> _THE TASK_: State how many lines of the data below contain the string "flap", with case taken into account. Reply with the number alone.
□ □ □
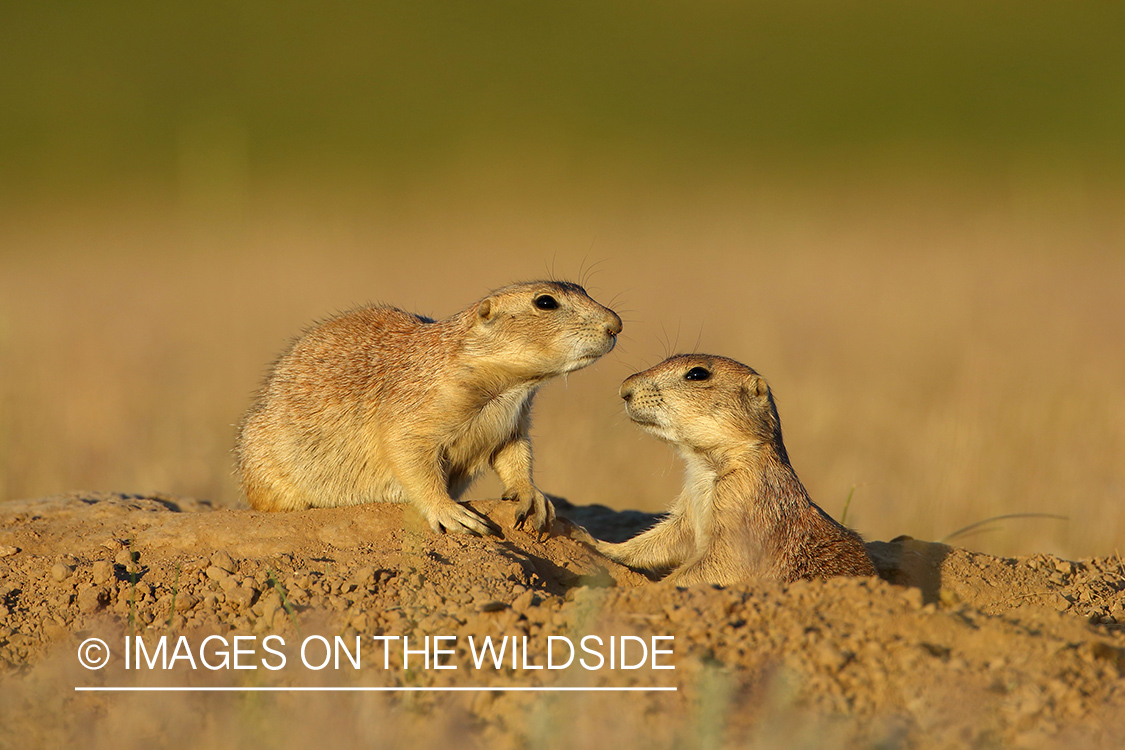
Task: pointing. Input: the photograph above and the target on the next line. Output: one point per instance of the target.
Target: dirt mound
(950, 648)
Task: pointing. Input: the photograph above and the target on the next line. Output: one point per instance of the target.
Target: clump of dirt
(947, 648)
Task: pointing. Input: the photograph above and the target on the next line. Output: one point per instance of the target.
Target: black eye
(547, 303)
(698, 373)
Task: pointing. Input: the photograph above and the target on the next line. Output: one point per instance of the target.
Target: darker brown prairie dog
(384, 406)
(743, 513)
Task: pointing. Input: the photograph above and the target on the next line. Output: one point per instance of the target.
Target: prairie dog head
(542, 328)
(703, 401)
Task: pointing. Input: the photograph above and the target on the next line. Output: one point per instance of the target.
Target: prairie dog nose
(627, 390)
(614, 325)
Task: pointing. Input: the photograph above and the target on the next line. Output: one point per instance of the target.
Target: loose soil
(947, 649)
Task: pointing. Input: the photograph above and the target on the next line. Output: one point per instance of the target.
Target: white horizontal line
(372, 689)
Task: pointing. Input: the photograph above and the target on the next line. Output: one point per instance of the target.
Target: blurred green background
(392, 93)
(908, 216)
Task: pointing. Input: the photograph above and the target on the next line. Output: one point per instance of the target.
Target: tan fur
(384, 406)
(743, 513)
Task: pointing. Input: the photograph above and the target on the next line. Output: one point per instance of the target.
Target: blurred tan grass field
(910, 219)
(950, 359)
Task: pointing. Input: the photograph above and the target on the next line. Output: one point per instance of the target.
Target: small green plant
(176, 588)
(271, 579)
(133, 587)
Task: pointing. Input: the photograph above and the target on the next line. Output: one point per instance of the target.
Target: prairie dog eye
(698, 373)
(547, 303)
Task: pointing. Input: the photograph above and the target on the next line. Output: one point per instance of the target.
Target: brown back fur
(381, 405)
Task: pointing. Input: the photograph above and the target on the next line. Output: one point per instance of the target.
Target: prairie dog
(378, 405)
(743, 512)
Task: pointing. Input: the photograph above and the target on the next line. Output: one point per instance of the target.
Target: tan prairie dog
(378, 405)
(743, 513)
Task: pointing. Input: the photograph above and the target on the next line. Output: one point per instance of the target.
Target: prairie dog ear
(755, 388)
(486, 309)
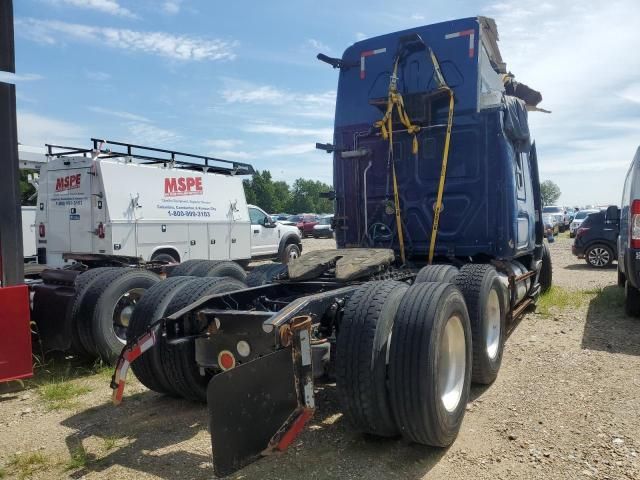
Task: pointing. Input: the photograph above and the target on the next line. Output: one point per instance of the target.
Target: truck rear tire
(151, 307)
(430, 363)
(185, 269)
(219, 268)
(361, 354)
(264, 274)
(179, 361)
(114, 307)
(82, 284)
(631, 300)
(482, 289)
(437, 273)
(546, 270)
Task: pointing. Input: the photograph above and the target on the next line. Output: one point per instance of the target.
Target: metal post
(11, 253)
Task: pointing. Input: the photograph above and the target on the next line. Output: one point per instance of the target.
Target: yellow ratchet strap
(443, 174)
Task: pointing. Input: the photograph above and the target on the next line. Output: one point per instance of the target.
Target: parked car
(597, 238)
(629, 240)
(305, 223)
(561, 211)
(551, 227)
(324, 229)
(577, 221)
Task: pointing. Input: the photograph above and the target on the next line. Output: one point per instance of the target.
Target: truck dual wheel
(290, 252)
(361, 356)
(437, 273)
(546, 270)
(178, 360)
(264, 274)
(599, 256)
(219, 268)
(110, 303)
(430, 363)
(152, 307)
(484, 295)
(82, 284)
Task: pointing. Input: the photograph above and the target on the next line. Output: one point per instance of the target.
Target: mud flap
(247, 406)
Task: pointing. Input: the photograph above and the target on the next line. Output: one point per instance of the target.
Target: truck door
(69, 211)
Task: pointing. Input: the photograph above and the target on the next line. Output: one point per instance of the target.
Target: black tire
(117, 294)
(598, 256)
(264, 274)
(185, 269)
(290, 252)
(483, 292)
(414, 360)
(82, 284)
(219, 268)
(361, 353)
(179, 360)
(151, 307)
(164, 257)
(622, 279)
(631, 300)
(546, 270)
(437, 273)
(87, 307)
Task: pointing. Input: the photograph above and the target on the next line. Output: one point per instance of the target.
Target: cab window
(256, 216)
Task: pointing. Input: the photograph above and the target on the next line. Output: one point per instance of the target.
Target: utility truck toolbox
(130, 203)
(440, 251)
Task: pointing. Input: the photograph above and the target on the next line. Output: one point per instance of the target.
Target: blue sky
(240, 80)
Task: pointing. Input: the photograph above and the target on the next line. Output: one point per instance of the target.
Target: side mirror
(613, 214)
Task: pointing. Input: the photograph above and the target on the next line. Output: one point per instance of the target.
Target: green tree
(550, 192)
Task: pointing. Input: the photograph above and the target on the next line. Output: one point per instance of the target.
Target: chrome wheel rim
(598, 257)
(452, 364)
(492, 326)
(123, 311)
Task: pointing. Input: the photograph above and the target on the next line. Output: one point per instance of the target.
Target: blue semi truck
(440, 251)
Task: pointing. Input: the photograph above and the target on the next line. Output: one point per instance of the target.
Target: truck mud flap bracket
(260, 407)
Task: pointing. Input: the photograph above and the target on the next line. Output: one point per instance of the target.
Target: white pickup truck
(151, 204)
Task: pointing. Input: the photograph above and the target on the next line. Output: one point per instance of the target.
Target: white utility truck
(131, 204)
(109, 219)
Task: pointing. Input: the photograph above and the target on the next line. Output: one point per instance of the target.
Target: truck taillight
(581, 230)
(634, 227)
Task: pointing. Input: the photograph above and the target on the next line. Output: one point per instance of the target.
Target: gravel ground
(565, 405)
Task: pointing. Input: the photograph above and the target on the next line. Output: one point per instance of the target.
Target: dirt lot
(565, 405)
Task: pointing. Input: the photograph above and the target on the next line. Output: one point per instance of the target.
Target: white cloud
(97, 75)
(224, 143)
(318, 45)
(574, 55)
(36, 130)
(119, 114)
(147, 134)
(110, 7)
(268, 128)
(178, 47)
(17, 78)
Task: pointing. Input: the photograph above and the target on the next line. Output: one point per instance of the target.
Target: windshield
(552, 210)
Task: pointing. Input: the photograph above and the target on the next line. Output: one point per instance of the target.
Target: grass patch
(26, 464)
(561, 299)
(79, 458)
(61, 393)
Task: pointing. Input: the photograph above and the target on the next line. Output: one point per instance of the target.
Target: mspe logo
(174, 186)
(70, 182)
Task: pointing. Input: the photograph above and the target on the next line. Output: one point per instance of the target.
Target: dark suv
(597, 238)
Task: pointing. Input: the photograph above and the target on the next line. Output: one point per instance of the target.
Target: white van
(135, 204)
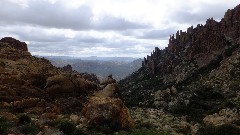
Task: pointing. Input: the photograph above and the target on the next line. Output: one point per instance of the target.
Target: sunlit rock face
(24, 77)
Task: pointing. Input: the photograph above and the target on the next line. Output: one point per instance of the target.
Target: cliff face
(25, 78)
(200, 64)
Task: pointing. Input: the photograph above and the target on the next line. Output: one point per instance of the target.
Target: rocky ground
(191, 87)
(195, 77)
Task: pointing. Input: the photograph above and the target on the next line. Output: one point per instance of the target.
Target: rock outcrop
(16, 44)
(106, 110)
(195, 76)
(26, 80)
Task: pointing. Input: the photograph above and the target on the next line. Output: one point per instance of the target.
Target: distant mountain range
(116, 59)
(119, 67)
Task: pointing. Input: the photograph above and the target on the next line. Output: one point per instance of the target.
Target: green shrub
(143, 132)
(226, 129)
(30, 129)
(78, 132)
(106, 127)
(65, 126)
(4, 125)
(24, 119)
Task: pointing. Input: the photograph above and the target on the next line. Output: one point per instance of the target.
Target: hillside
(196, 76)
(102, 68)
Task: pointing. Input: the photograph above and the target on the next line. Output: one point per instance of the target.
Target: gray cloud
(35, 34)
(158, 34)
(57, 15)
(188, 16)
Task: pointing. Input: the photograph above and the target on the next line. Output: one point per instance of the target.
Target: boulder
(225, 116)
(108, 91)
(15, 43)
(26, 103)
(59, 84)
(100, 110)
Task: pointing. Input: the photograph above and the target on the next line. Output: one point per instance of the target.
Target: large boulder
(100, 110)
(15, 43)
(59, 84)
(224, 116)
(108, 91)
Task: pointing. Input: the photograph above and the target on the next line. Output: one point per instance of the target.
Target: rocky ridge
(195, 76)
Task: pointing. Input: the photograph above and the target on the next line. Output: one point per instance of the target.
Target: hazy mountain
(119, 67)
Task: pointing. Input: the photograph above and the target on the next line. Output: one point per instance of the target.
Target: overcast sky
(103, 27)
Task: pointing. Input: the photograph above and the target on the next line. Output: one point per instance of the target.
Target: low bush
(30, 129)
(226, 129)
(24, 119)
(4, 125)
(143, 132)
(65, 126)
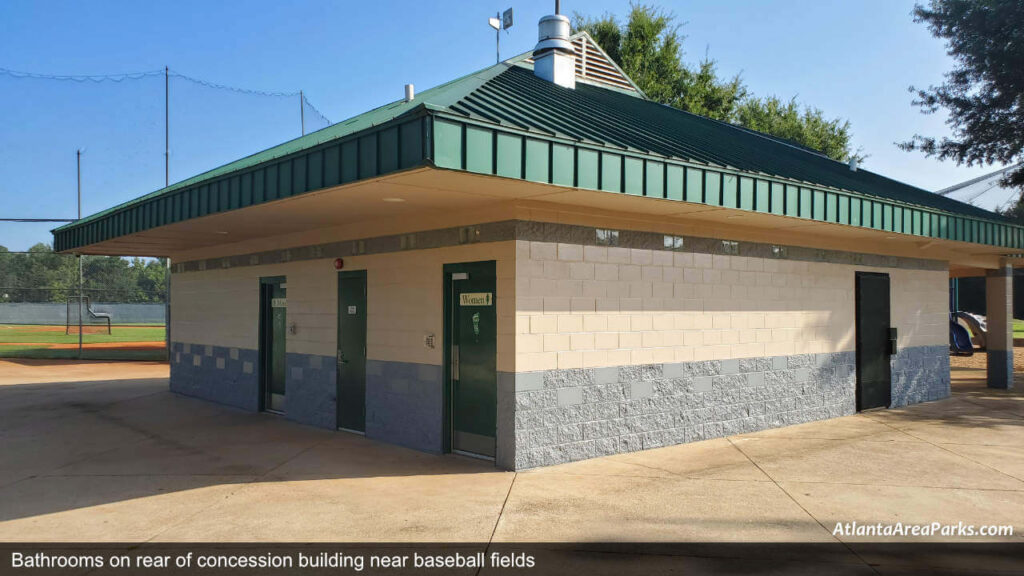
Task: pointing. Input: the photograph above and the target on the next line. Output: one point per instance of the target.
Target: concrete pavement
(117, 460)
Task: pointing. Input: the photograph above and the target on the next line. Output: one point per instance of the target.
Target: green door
□ □ □
> _CORRECT RESULT_: 2